TASK OBJECTIVE: Starting at the line that contains "of the four-petaled", restate each line word for word through the final line of the data, keeping both ends.
----
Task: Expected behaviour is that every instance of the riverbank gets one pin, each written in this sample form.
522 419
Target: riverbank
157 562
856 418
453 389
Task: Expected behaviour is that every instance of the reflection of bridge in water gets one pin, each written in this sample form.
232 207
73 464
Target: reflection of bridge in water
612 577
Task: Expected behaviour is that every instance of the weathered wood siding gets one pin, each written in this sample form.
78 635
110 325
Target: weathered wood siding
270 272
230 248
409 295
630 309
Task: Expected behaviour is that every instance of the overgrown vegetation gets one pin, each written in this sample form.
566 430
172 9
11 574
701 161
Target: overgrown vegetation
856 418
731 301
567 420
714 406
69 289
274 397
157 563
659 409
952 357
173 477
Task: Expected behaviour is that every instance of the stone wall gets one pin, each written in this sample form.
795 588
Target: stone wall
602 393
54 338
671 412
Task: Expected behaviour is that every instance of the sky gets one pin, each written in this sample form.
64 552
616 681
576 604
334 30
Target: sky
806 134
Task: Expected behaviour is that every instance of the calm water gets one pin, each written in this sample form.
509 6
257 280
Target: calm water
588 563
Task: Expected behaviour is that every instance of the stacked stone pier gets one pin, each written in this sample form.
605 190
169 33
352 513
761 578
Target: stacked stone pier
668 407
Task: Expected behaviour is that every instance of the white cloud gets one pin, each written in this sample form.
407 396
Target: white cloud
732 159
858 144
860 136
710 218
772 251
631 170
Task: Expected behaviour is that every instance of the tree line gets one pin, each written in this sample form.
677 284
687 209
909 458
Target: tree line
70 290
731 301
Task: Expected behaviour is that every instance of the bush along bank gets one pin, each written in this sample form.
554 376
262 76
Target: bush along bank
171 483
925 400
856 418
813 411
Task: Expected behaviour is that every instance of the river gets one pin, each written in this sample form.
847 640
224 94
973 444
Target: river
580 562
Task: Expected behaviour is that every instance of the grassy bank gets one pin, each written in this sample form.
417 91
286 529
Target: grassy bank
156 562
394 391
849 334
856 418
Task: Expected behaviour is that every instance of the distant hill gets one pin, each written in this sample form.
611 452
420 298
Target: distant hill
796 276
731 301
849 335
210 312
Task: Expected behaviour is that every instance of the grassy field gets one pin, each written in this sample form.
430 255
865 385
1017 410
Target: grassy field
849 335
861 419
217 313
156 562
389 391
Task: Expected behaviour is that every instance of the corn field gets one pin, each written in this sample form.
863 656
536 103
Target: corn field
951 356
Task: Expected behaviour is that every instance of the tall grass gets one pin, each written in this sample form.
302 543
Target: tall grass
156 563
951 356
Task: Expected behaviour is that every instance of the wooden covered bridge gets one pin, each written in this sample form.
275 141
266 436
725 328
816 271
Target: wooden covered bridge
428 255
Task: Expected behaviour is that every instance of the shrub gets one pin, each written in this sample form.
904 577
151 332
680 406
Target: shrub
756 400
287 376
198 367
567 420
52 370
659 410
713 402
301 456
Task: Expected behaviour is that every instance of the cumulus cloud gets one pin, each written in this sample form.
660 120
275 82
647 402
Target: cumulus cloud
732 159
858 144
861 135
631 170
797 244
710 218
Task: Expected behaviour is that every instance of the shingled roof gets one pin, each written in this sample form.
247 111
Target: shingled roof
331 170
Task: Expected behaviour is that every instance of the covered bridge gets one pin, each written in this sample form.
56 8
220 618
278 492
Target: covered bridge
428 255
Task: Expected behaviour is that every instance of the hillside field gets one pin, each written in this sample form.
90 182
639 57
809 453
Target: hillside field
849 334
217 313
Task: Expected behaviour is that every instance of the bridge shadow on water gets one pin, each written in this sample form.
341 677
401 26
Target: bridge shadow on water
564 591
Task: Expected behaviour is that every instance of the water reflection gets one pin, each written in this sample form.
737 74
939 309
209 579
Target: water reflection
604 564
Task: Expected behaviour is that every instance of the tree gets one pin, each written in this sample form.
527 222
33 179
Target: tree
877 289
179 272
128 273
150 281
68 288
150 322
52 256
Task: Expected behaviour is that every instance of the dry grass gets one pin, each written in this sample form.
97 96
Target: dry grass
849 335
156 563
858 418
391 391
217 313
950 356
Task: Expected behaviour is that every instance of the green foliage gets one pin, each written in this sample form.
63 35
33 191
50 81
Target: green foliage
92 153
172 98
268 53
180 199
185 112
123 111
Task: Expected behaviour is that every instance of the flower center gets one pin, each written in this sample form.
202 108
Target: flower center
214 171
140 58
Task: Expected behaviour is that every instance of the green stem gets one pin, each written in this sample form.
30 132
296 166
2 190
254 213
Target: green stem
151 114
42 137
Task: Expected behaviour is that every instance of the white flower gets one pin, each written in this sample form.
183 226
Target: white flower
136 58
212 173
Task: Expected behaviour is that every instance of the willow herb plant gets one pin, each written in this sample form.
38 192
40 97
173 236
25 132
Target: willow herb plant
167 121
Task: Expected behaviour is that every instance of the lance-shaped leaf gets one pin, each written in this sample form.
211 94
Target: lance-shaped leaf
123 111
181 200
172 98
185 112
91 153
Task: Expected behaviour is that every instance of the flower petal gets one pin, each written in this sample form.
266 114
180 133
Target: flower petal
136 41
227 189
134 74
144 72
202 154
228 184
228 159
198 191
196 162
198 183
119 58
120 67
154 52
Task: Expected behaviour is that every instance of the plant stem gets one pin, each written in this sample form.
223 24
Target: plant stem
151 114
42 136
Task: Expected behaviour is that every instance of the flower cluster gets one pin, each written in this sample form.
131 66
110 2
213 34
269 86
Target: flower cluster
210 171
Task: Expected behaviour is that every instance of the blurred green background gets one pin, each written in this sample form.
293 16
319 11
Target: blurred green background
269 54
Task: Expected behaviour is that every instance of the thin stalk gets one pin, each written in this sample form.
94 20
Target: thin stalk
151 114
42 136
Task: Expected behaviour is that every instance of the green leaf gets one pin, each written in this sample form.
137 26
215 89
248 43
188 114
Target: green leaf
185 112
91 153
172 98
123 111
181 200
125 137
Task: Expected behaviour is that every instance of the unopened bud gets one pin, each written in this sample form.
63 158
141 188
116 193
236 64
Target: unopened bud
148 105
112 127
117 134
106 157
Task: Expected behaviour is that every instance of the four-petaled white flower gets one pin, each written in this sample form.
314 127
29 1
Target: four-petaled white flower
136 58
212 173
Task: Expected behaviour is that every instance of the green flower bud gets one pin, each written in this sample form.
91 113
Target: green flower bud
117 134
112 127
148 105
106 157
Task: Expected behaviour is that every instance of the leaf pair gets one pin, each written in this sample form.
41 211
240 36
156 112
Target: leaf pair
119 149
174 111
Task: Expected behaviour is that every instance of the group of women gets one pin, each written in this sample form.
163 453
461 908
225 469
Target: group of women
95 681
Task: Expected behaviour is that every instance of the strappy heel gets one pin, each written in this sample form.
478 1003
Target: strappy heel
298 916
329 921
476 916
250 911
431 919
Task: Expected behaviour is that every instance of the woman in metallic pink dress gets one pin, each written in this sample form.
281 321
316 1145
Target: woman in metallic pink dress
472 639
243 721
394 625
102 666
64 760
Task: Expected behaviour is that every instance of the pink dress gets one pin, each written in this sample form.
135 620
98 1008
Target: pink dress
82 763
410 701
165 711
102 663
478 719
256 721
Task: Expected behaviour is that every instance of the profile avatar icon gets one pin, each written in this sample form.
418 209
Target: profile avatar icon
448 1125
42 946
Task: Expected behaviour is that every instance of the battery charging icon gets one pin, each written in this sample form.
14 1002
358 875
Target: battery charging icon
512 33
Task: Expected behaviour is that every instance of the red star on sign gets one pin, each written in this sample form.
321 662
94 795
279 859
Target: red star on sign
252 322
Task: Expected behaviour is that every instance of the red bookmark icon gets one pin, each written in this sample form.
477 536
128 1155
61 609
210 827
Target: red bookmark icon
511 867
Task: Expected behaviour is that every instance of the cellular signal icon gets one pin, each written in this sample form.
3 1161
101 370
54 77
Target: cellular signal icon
----
THE RESULT:
Task: Expected behaviour is that every instance of the four-petaled white flower gets one pin, each written in this sample form.
314 127
29 1
Target: four-petaled white flower
136 58
212 173
Task: Expected behaviour is that every instance of the green flower bud gets one pin, each written in this sample form.
91 113
Target: green flower bud
117 134
112 127
148 105
106 157
Task: Expected behaviour is that every instance of the leaf pair gets one pin, each written in this sample form.
41 211
240 36
156 112
Target: leaf pair
119 149
174 111
Task: Expected behaviour is that every instance of the group of women gets one pin, each written in this sample form.
163 453
461 908
225 469
Target: group of women
95 681
Task: Expected behaviour is that every instance of the strappy heel gets one pin, each written in this sample form.
478 1003
Target: strappy heel
298 916
329 921
476 916
250 911
431 919
Task: Expected behaviour is that every instance of the woman in metallic pink dress gets one pin, each written in this sample form.
281 321
316 1145
Target: woman in metallic pink dress
472 639
243 721
394 625
102 666
64 760
Task: Expected behaviour is that every instance of the pink dress gets one pin, each written in this sample form.
135 620
98 1008
Target: pink dress
82 763
410 701
165 711
102 663
478 719
256 721
Task: Expected behaviour is that every instance of the profile avatar icon gets one pin, each written in this sample form.
418 209
Target: profile avatar icon
448 1125
42 946
Task: Expected behaviour is that every instance of the battery charging icon gets one pin, each written in this sample form.
14 1002
358 875
Target: battery charging icon
512 33
Task: Expected behaviour is that every instance of the red star on sign gets one pin, each written in this sample form.
321 662
94 795
279 859
Target: red star on sign
252 322
Task: Expected behaviour is that every instance of the red bookmark icon gets one pin, each written in this sample form.
477 536
128 1155
61 609
210 827
Target: red bookmark icon
511 867
Task: Expected behaviour is that every instance of the cellular signal icon gets one pin, each written in this sample form.
3 1161
101 370
54 77
Target: cellular signal icon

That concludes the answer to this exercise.